## SUPPLIED DATA
_ _ _ _ _ _ _

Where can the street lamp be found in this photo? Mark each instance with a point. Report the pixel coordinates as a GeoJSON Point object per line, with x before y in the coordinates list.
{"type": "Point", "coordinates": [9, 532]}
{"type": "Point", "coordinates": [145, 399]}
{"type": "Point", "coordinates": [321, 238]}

_ _ _ _ _ _ _

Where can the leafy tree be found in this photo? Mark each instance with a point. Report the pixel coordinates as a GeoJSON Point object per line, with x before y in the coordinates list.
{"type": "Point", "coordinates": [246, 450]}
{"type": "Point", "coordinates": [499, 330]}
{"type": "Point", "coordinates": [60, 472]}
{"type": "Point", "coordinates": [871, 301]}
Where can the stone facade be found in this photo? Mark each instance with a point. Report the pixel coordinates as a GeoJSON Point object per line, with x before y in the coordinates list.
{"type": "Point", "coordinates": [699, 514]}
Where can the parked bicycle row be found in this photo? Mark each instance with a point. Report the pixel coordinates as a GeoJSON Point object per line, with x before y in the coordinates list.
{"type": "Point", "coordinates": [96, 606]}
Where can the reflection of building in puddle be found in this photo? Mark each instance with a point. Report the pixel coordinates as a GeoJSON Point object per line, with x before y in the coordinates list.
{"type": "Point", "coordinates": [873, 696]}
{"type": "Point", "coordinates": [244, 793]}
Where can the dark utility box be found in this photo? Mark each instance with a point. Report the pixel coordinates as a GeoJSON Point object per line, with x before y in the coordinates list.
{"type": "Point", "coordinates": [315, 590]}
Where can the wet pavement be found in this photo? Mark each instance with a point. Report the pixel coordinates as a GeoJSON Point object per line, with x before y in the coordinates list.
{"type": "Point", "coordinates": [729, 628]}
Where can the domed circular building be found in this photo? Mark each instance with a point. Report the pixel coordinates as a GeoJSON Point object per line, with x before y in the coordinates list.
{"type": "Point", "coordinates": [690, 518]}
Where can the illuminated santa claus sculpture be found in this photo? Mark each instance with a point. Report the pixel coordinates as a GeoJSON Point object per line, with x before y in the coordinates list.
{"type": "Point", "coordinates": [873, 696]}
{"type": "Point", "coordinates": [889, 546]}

_ _ _ _ _ _ _

Locate each line of the data above that contains the string "claus", and copy every such line in full.

Where can the illuminated santa claus sculpture be found in this photo? Mark each instance with a point. Report the pixel coordinates as a GeoJSON Point object per line, with x before y in the coordinates list.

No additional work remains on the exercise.